### TASKS TO PERFORM
1) In the text on the "Hero" VR installation, starting at "Then a helicopter" and ending at "tragedy jarringly tangible.", write the passage out again with "helicopter" swapped for "drone".
2) Pick up the article about the "Hero" VR installation after its final sentence and keep writing.

### TEXT SECTION
# # #

"Once you walk through that door, you will be in Syria."
That's the instruction a guide named Thea gives before entering the animated virtual reality installation "Hero," one of the immersive selections competing in the Tribeca Film Festival's Storyscapes section. Once suited up with a headset and backpack and told to close your eyes, you're walked into a room where a combination of VR animation and sensory effects plunge you into a Syrian village. Raise your hand, Thea says, if the experience is at any point too overwhelming.
At first, the scene is peaceful. A radio plays. A dog barks. A child is called home.
Then a helicopter passes overhead and, in a moment, all is turned to carnage. The explosion ripples through you with not just a glaring flash but a thunderous sound, a shaking floor and a hair-raising blast of air. Before you have composed yourself, a voice calling for help filters through the rubble. It's up to you what to do next.
"Hero" hopes to, through the most cutting-edge technology, make a faraway tragedy jarringly tangible.
"The things that you read in the paper, that you hear in the news, you have the ability to click away from. This is the first time that you're actually experiencing it full on. It will change the way that you see these tragedies play out," says "Hero" co-creator Navid Khonsari, an Iranian-Canadian. "Maybe it's this kind of experience that can make us more human."
Crafted by gaming design veterans from "Grand Theft Auto" and "Max Payne," Khonsari's collaborators include his wife, Vassiliki Khonsari, and Brooks Brown.
But "Hero" isn't alone as a Tribeca standout that provocatively places users in positions of power, of choice. In "Terminal 3," you are an American immigration official interrogating Middle Eastern travelers, represented in hologram. Both exhibits meld the virtual with the physical.
"This year, we definitely recognize that creators are looking at real-world issues with a new sense of urgency," says Loren Hammonds, a Tribeca senior programmer. "It's always been effective to bring people to different places in VR. But the level of immersion that you get with something like 'Hero' or the level of discomfort you may have with 'Terminal 3' is something that's totally new and revolutionary."
There are some forerunners to these works, most notably Alejandro Inarritu's "Carne y Arena" ("Virtually present, Physically invisible"). The filmmaker's acclaimed multi-room VR exhibit, which has toured globally since last year debuting at the Cannes Film Festival, ushers individuals through the experience of Mexican immigrants attempting to illegally cross into the U.S. The technology, Inarritu has said, has the possibility to conjure "emotions or sensations that are sometimes hard to express."

# # #

### MATERIAL SUPPLIED

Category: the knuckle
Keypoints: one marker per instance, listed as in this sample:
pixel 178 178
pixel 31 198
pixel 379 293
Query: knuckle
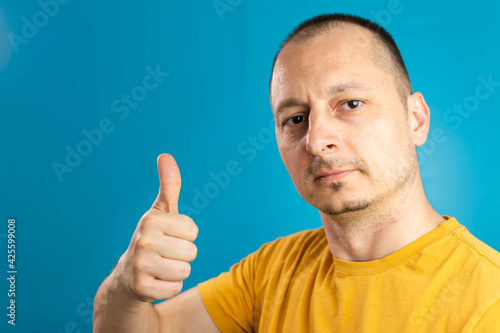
pixel 138 266
pixel 190 227
pixel 144 243
pixel 140 286
pixel 176 287
pixel 185 270
pixel 192 251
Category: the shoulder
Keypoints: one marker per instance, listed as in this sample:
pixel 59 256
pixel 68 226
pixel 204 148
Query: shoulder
pixel 293 244
pixel 483 253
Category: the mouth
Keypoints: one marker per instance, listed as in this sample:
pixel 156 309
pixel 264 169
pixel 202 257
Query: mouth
pixel 332 175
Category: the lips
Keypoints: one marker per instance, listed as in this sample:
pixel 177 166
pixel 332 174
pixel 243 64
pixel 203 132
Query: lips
pixel 332 175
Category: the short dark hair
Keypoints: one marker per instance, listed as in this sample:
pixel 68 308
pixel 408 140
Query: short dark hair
pixel 323 23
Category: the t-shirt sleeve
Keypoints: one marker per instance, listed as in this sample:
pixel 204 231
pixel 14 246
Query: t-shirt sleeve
pixel 229 297
pixel 490 320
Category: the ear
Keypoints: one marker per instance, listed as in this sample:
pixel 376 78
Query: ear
pixel 419 116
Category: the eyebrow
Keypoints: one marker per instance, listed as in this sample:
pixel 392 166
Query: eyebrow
pixel 331 91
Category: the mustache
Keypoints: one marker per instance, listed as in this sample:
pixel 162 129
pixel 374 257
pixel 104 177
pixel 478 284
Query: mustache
pixel 335 163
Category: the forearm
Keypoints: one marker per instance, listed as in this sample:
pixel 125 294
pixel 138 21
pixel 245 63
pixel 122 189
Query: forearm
pixel 115 310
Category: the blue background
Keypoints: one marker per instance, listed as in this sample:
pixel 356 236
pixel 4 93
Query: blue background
pixel 64 79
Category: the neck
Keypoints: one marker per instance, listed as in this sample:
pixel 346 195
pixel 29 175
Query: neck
pixel 381 229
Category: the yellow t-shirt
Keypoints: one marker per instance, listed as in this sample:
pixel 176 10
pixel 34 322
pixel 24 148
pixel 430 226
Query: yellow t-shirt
pixel 445 281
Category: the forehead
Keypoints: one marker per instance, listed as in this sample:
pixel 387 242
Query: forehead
pixel 344 53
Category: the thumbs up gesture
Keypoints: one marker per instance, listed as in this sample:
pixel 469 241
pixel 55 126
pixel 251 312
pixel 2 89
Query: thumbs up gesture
pixel 157 259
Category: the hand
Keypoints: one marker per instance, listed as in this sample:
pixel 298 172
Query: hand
pixel 157 259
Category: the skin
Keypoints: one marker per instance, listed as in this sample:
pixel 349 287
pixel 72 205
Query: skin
pixel 347 121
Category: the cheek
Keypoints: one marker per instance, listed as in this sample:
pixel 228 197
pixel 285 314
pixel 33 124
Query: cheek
pixel 295 158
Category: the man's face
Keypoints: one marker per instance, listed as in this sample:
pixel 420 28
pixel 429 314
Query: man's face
pixel 341 127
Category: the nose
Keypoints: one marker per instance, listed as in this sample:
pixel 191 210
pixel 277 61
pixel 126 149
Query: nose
pixel 323 134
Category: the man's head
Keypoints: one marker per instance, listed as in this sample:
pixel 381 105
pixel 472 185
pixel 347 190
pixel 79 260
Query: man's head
pixel 346 121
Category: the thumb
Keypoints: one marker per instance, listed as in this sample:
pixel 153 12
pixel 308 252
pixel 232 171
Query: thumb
pixel 170 184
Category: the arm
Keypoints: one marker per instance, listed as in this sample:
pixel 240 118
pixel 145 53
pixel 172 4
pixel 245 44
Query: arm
pixel 117 311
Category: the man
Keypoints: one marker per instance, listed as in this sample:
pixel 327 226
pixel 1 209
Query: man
pixel 347 124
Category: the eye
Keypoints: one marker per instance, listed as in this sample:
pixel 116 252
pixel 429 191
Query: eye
pixel 352 104
pixel 295 120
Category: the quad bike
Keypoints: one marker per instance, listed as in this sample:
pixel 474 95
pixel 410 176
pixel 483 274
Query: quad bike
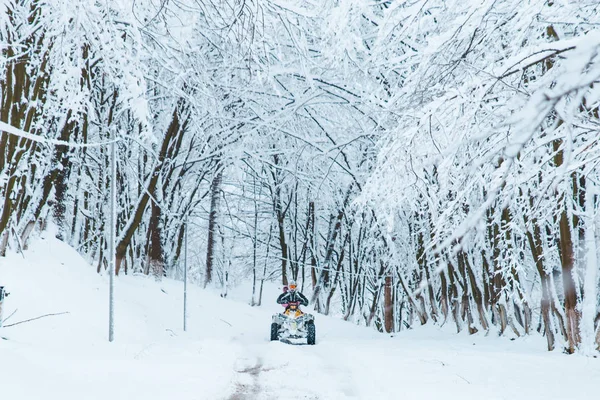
pixel 293 325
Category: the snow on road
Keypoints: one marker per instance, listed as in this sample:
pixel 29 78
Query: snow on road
pixel 226 353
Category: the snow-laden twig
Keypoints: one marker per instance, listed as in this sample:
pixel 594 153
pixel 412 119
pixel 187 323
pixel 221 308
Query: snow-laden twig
pixel 33 319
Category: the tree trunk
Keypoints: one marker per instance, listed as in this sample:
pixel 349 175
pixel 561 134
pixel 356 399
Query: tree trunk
pixel 213 226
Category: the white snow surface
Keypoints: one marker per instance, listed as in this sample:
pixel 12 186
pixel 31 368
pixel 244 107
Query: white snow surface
pixel 226 352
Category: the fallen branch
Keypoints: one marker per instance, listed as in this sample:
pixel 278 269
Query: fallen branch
pixel 33 319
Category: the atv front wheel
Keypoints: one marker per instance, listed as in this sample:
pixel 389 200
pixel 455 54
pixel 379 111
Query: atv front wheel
pixel 274 331
pixel 311 337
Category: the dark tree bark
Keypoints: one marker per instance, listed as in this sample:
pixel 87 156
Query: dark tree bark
pixel 213 226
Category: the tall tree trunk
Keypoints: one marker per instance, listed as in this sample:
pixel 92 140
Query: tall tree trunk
pixel 213 225
pixel 388 306
pixel 155 247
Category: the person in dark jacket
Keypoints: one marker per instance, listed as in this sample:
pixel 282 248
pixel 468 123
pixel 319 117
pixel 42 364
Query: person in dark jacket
pixel 292 296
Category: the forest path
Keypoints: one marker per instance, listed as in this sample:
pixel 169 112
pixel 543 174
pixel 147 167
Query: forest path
pixel 226 353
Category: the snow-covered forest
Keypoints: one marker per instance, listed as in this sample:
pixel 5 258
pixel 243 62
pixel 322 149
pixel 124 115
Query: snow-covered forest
pixel 407 162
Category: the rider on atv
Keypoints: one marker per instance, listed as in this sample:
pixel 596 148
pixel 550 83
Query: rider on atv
pixel 292 298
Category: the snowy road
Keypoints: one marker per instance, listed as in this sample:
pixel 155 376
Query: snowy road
pixel 226 354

# # #

### SOLVED TASKS
1)
Then a drone passes overhead and, in a moment, all is turned to carnage. The explosion ripples through you with not just a glaring flash but a thunderous sound, a shaking floor and a hair-raising blast of air. Before you have composed yourself, a voice calling for help filters through the rubble. It's up to you what to do next.
"Hero" hopes to, through the most cutting-edge technology, make a faraway tragedy jarringly tangible.

2)
"Terminal 3" creator Asad J. Malik was born in Pakistan before coming to the United States for college, and eventually embarking on a career in augmented reality. His "Asad and Assad" explored the Muslim experience in America, also through holograms. "Terminal 3," he says, grew out of his own experiences being interrogated at customs in Abu Dhabi, traveling from his hometown of Abbottabad (the northeastern Pakistan city where Osama bin Laden was killed).
"I enjoy these things, surprisingly. Someone is being paid to listen to you attentively. Now you've got to tell your stories," says Malik. "It's such an interesting moment when two people sit down in this institutional setting with a massive power dynamic, and one person's trying to get know what the other person is about. The questions can get personal."
Housed in drab, white rooms that mimic customs offices, "Terminal 3" — which uses the Microsoft HoloLens — gives participants choices in questioning their subject, and ultimately the yes-or-no of whether to allow the person into the U.S. Once the interrogation is completed, you turn the corner to find the real person behind the hologram, sitting there patiently. In a handful of footsteps, "Terminal 3" travels from abstraction to reality.
Neither "Terminal 3" nor "Hero" are particularly portable. Both are large, site-specific installations. Malik and his team crafted 67 holograms for the project. He was hoping to have all 67 flown in for the festival.
"It's a logistical nightmare," he sighed. "But it's totally worth it."